EXERCISE:
The answer is the full set of records below, transcribed exactly.
----
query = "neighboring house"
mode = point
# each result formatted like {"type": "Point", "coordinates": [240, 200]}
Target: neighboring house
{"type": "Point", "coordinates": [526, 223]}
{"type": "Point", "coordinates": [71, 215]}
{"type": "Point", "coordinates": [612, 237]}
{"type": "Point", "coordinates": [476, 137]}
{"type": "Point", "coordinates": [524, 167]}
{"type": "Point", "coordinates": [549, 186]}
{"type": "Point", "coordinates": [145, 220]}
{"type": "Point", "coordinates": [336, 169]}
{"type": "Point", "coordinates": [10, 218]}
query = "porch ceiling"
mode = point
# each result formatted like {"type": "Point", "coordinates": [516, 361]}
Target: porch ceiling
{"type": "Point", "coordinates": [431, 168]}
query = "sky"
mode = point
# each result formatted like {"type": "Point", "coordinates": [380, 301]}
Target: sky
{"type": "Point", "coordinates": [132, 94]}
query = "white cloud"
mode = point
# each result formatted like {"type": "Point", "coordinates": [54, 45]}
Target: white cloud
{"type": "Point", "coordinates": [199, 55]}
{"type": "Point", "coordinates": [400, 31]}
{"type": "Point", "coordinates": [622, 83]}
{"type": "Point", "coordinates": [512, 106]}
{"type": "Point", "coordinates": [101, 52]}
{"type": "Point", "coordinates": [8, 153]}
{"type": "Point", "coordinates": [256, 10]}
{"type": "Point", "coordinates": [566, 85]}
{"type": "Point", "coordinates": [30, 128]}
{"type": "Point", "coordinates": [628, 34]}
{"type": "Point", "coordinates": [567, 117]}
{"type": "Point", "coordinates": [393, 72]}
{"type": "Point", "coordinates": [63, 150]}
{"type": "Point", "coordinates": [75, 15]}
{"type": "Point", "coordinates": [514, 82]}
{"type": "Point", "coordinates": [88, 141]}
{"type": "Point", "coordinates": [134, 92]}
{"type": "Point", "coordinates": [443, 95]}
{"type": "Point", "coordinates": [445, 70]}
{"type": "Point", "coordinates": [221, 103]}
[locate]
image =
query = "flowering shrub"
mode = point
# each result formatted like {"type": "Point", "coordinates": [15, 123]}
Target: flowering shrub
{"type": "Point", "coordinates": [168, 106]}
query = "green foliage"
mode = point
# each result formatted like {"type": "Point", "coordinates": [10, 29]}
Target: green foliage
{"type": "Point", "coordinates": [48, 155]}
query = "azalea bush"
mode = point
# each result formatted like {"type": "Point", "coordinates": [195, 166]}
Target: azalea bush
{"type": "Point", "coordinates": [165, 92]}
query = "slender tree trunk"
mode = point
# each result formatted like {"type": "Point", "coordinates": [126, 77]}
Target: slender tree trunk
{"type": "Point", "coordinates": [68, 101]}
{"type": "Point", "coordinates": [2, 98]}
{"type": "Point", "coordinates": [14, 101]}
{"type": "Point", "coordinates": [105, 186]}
----
RESPONSE TO THIS TASK:
query = "neighboring house"
mode = point
# each result formatted like {"type": "Point", "coordinates": [240, 200]}
Target: neighboring house
{"type": "Point", "coordinates": [526, 223]}
{"type": "Point", "coordinates": [71, 215]}
{"type": "Point", "coordinates": [612, 237]}
{"type": "Point", "coordinates": [476, 137]}
{"type": "Point", "coordinates": [524, 167]}
{"type": "Point", "coordinates": [549, 186]}
{"type": "Point", "coordinates": [145, 220]}
{"type": "Point", "coordinates": [336, 169]}
{"type": "Point", "coordinates": [10, 218]}
query = "porch ceiling"
mode = point
# each result formatted like {"type": "Point", "coordinates": [516, 361]}
Target: porch ceiling
{"type": "Point", "coordinates": [431, 168]}
query = "sky"
mode = point
# each result formatted like {"type": "Point", "coordinates": [380, 301]}
Target: sky
{"type": "Point", "coordinates": [132, 94]}
query = "white cloud"
mode = point
# each result formatted like {"type": "Point", "coordinates": [54, 45]}
Target: white cloud
{"type": "Point", "coordinates": [199, 55]}
{"type": "Point", "coordinates": [400, 31]}
{"type": "Point", "coordinates": [622, 83]}
{"type": "Point", "coordinates": [512, 106]}
{"type": "Point", "coordinates": [101, 52]}
{"type": "Point", "coordinates": [8, 153]}
{"type": "Point", "coordinates": [256, 10]}
{"type": "Point", "coordinates": [566, 85]}
{"type": "Point", "coordinates": [30, 128]}
{"type": "Point", "coordinates": [628, 34]}
{"type": "Point", "coordinates": [567, 117]}
{"type": "Point", "coordinates": [393, 72]}
{"type": "Point", "coordinates": [63, 150]}
{"type": "Point", "coordinates": [75, 15]}
{"type": "Point", "coordinates": [514, 82]}
{"type": "Point", "coordinates": [88, 141]}
{"type": "Point", "coordinates": [134, 92]}
{"type": "Point", "coordinates": [443, 95]}
{"type": "Point", "coordinates": [445, 70]}
{"type": "Point", "coordinates": [221, 103]}
[locate]
image =
query = "flowering shrub"
mode = point
# each result formatted like {"type": "Point", "coordinates": [15, 123]}
Target: flowering shrub
{"type": "Point", "coordinates": [168, 106]}
query = "green foliage"
mode = point
# each result formatted like {"type": "Point", "coordinates": [10, 29]}
Target: green foliage
{"type": "Point", "coordinates": [48, 155]}
query = "azalea bush"
mode = point
# each result formatted like {"type": "Point", "coordinates": [195, 166]}
Target: azalea bush
{"type": "Point", "coordinates": [165, 92]}
query = "slender tree trunk"
mode = point
# each result formatted like {"type": "Point", "coordinates": [126, 77]}
Target: slender tree trunk
{"type": "Point", "coordinates": [68, 101]}
{"type": "Point", "coordinates": [2, 98]}
{"type": "Point", "coordinates": [14, 101]}
{"type": "Point", "coordinates": [105, 186]}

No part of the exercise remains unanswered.